WORK ITEM A - Name every company mentioned in the Microsoft AI article.
WORK ITEM B - Pick up the Microsoft AI article after its last sentence and write a few more sentences in the same style.

QUOTED PASSAGE -
--

Microsoft’s chief technologist outlined their vision for the future of AI. He believes AI agents from different companies will seamlessly work together. This future will also include AI agents with improved memories of their interactions. He made these comments on Sunday before Microsoft’s annual software developer conference.
Microsoft will host its Build conference in Seattle on May 19. Analysts anticipate the company will reveal new tools for developers creating AI systems at the conference.
Speaking at Microsoft’s headquarters in Redmond, Washington, Kevin Scott said the company is focused on driving the adoption of industry-wide standards. These standards will allow agents from different makers to collaborate. “Agents are AI systems that can accomplish specific tasks, such as fixing a software bug, on their own.”
Scott noted Microsoft supports Model Context Protocol (MCP). Google-backed Anthropic introduced this open-source protocol. Scott believes “MCP has the potential to create an ‘agentic web’ similar to the way hypertext protocols that helped spread the internet in the 1990s.”

--

Extracted records
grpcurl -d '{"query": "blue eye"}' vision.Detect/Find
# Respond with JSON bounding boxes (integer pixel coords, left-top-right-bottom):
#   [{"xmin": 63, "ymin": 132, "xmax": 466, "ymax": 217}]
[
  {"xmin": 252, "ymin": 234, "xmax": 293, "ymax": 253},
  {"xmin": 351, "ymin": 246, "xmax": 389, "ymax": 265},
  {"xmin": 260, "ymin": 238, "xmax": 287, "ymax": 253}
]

--

ANSWER SECTION A - Microsoft, Google, Anthropic

ANSWER SECTION B -
Scott explained that this vision allows for broader innovation. “It means that your imagination gets to drive what the agentic web becomes, not just a handful of companies that happen to see some of these problems first,” he said.
Microsoft is also working to improve AI agents’ memory of user requests. Scott noted that currently, “most of what we’re building feels very transactional.”
Improving an AI agent’s memory is expensive due to the computing power required. Microsoft is therefore concentrating on structured retrieval augmentation. This approach involves an agent extracting short bits from each conversation turn, and this creates a roadmap of the discussion.
Scott explained the importance of this approach. “This is a core part of how you train a biological brain – you don’t brute force everything in your head every time you need to solve a particular problem,” he said.